**EXERCISE BRIEF**. Go over the data and copy out each line with "brown" in it.

**RECORDED INFORMATION**.
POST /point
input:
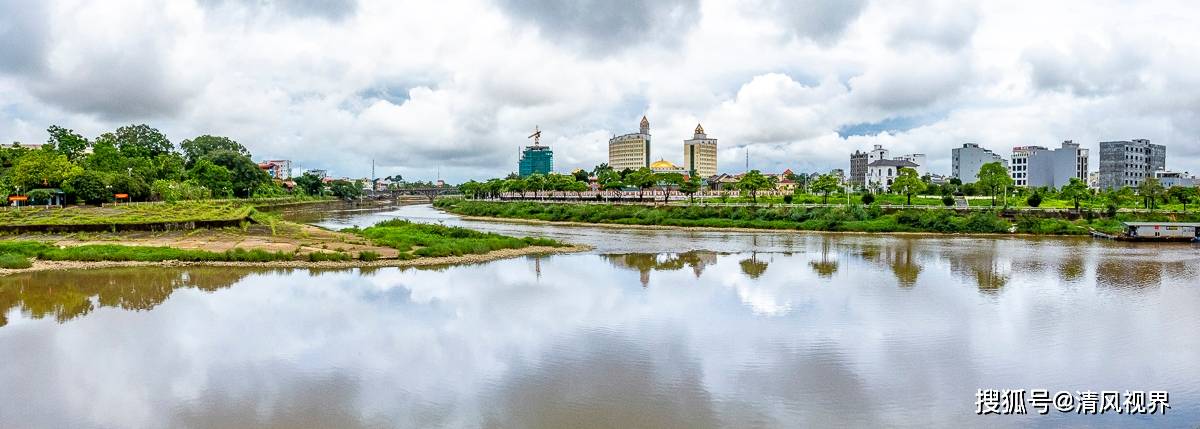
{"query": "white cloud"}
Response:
(456, 86)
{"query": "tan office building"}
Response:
(700, 153)
(633, 150)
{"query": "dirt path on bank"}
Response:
(282, 236)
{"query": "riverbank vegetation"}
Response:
(994, 187)
(139, 163)
(869, 218)
(93, 253)
(417, 240)
(129, 213)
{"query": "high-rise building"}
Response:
(537, 158)
(882, 173)
(1173, 179)
(861, 162)
(1128, 163)
(858, 169)
(700, 153)
(915, 158)
(1019, 168)
(966, 161)
(633, 150)
(1036, 165)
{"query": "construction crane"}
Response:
(535, 136)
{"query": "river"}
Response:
(654, 328)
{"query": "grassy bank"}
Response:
(132, 213)
(417, 240)
(852, 218)
(93, 253)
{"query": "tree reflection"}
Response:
(753, 267)
(1125, 273)
(982, 266)
(645, 263)
(825, 267)
(66, 295)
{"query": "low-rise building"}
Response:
(966, 161)
(700, 153)
(1171, 179)
(1127, 163)
(882, 173)
(279, 169)
(633, 150)
(1041, 167)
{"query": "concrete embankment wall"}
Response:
(124, 227)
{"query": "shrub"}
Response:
(13, 261)
(1035, 199)
(318, 257)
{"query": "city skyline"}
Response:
(801, 84)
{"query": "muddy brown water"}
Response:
(653, 328)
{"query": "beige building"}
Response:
(700, 153)
(633, 150)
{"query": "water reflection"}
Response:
(65, 295)
(827, 331)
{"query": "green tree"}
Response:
(213, 176)
(535, 182)
(244, 174)
(577, 187)
(751, 182)
(994, 176)
(1183, 194)
(643, 179)
(471, 188)
(345, 189)
(42, 169)
(1150, 191)
(826, 185)
(66, 142)
(1074, 191)
(600, 169)
(907, 182)
(204, 145)
(610, 180)
(88, 187)
(310, 183)
(166, 191)
(1035, 199)
(690, 187)
(667, 180)
(142, 142)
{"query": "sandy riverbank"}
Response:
(300, 264)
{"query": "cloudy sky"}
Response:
(455, 86)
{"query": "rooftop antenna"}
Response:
(535, 136)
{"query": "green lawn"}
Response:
(133, 213)
(415, 240)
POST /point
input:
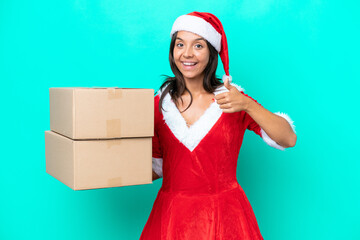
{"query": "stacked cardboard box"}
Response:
(100, 137)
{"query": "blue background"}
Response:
(298, 57)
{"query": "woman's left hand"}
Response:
(232, 101)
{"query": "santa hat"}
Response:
(209, 27)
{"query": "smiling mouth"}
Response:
(188, 64)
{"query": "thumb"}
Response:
(227, 84)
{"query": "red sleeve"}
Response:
(250, 123)
(156, 148)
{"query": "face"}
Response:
(191, 55)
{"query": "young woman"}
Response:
(199, 127)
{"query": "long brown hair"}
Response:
(176, 85)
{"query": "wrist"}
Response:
(249, 105)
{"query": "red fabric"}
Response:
(200, 197)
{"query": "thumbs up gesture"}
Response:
(233, 100)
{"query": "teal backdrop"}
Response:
(297, 57)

**WORKED SOLUTION**.
{"query": "muddy brown water"}
{"query": "long brown hair"}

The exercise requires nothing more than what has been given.